EXTRACT TO READ ::

....................

Article du New York Times:

WikiLeaks Founder Can Make Final Bid to Avoid Extradition


LONDON — The High Court gave permission on Monday for Julian Assange, the founder of the WikiLeaks antisecrecy organization, to begin a final appeal to Britain’s highest judicial authority against extradition to Sweden on allegations of sexual abuse, the latest step in a yearlong legal battle in which he has been under house arrest at a friend’s country mansion.


In a complicated ruling, two judges rejected most of the grounds on which Mr. Assange, 40, had sought permission to appeal to the Supreme Court. But they said his lawyers could appeal on a single legal technicality relating to the status of the Swedish public prosecutor seeking his extradition.

If the judges had ruled against Mr. Assange, he could have been be sent to Sweden for questioning within days.

....................

Stored records
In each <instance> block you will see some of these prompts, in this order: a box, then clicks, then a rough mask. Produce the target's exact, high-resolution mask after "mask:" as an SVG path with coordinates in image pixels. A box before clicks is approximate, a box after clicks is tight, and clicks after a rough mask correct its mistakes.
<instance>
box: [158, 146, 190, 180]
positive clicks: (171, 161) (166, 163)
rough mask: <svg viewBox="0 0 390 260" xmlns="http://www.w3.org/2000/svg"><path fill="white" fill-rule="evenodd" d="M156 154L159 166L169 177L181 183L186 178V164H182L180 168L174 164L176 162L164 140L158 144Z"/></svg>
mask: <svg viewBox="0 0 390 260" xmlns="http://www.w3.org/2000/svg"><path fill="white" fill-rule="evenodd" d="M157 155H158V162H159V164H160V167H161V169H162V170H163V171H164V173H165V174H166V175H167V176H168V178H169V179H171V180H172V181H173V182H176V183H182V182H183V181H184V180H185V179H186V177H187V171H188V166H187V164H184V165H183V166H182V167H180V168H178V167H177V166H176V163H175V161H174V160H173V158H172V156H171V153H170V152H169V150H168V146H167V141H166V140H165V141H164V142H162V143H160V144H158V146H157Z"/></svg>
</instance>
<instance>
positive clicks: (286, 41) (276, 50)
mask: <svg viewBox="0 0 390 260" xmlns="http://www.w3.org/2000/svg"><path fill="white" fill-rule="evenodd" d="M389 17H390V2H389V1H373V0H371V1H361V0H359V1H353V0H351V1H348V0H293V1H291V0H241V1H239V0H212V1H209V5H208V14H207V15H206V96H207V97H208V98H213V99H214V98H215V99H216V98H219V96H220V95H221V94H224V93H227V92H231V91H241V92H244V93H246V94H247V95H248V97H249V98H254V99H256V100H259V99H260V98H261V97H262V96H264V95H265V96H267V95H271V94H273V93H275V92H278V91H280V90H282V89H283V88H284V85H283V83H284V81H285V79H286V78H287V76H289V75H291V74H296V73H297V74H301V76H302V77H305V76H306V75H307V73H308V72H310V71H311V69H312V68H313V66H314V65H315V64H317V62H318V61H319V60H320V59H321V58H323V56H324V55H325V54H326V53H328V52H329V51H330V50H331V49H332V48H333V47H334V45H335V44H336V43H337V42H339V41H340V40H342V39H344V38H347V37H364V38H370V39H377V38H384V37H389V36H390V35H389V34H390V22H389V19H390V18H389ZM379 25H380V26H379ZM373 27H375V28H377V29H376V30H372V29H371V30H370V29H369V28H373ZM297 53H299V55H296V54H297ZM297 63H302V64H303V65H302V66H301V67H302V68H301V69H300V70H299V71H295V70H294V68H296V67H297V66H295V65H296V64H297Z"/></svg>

....................

REQUIREMENT 1 ::
Answer these questions using the article on Julian Assange's extradition appeal.
(a) Which court gave Mr. Assange permission to begin a final appeal?
(b) Where has Mr. Assange been held under house arrest?
(c) On what single point did the judges allow his lawyers to appeal?
REQUIREMENT 2 :: Write a continuation of the article on Julian Assange's extradition appeal, starting after its final sentence.

OUTPUT 1 ::
(a) The High Court.
(b) At a friend's country mansion.
(c) A legal technicality relating to the status of the Swedish public prosecutor seeking his extradition.

OUTPUT 2 ::
Last month, two High Court judges upheld an earlier ruling in favor of extradition, rejecting his lawyers’ claims that sending him to Sweden would be “unfair and unlawful.” In response, Mr. Assange said he would seek permission to make a final appeal to the Supreme Court, which usually hears only cases of constitutional or general public importance.

In the latest hearing, the same two judges, Sir John Thomas and Duncan Ouseley, said they had certified that a point of law in the case had a broader public interest, enabling the appeal to go ahead. The question to be considered by the Supreme Court was whether the Swedish public prosecutor qualified as a judicial authority.

Mr. Assange’s lawyers maintain that public prosecutors are not judicial authorities and are therefore not entitled to sign arrest warrants.

Court officials said the judges’ ruling on Monday meant that Mr. Assange’s legal team had 14 days to set out grounds for an appeal in a written submission to the Supreme Court. It would then be up to the Supreme Court to decide whether to allow an appeal.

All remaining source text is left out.